Question: If \[f\left( {x + y} \right) = f\left( x \right)f\left( y \right)\] for all \[x,y \in R\], \[f\left(...

Question

If $f\left( {x + y} \right) = f\left( x \right)f\left( y \right)$ for all $x,y \in R$ , $f\left( 5 \right) = 2$ , and $f'\left( 0 \right) = 3$ , then $f'\left( 5 \right)$ equals
(a) 6
(b) 3
(c) 5
(d) None of these

Answer 1

Solution

Here, we need to find the value of $f'\left( 5 \right)$ . First, we will find the value of $f\left( 0 \right)$ . Then, we will differentiate the given function and simplify the equation. Finally, we will substitute the values in the derivative and, using the given information, find the required value of $f'\left( 5 \right)$ .
Formula Used: The product rule of differentiation states that the derivative of the product of two functions is given as $\dfrac{{d\left( {uv} \right)}}{{dx}} = u\dfrac{{d\left( v \right)}}{{dx}} + \dfrac{{d\left( u \right)}}{{dx}}v$ .

Complete step by step solution:
First, we will find the value of $f\left( 0 \right)$ .
Substituting $x = 5$ and $y = 0$ in the equation $f\left( {x + y} \right) = f\left( x \right)f\left( y \right)$ , we get
$\Rightarrow f\left( {5 + 0} \right) = f\left( 5 \right)f\left( 0 \right) \\\ \Rightarrow f\left( 5 \right) = f\left( 5 \right)f\left( 0 \right) \\\$
Substituting $f\left( 5 \right) = 2$ in the expression, we get
$\Rightarrow 2 = 2 \times f\left( 0 \right) \\\ \Rightarrow 2 = 2f\left( 0 \right) \\\$
Dividing both sides of the equation by 2, we get
$\Rightarrow \dfrac{2}{2} = \dfrac{{2f\left( 0 \right)}}{2}$
Thus, we get
$\Rightarrow f\left( 0 \right) = 1$
Now, we will differentiate the given function.
::::::
Exercises to complete >>
a) Copy the passage from the calculus problem above, starting with "Complete step by" and going on through "the given function.".
b) In the calculus problem above, which values are substituted for x and y to find f(0)?
::::::
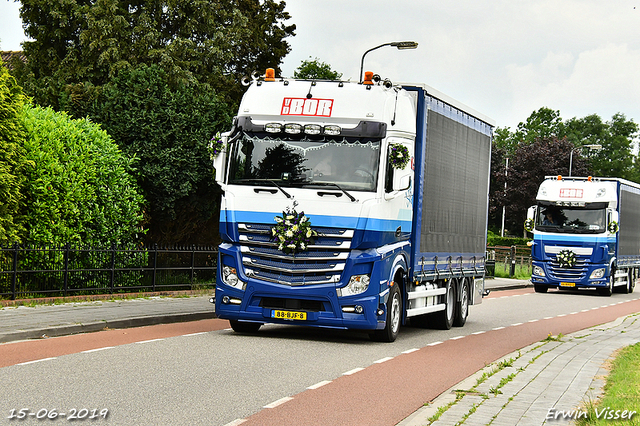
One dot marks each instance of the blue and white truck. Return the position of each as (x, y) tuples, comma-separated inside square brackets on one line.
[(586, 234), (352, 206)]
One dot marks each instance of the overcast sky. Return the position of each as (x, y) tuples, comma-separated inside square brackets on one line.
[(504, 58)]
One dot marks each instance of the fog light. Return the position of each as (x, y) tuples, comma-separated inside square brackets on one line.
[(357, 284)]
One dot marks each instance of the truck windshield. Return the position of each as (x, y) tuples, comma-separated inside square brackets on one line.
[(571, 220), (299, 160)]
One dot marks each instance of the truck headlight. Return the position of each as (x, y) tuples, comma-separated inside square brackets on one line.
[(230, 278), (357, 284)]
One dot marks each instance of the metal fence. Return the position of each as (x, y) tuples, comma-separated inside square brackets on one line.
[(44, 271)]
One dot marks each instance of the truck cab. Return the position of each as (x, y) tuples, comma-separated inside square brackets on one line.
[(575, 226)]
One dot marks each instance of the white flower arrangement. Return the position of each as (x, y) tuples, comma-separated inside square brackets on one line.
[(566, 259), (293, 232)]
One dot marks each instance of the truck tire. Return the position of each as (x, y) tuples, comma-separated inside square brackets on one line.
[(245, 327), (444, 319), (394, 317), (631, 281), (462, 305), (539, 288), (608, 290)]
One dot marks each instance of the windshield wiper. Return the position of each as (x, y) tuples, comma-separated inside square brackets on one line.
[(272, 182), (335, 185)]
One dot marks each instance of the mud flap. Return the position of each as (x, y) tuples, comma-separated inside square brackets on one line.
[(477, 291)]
::::::
Answers given >>
a)
Complete step by step solution:
First, we will find the value of $f\left( 0 \right)$ .
Substituting $x = 5$ and $y = 0$ in the equation $f\left( {x + y} \right) = f\left( x \right)f\left( y \right)$ , we get
$\Rightarrow f\left( {5 + 0} \right) = f\left( 5 \right)f\left( 0 \right) \\\ \Rightarrow f\left( 5 \right) = f\left( 5 \right)f\left( 0 \right) \\\$
Substituting $f\left( 5 \right) = 2$ in the expression, we get
$\Rightarrow 2 = 2 \times f\left( 0 \right) \\\ \Rightarrow 2 = 2f\left( 0 \right) \\\$
Dividing both sides of the equation by 2, we get
$\Rightarrow \dfrac{2}{2} = \dfrac{{2f\left( 0 \right)}}{2}$
Thus, we get
$\Rightarrow f\left( 0 \right) = 1$
Now, we will differentiate the given function.

b) x = 5 and y = 0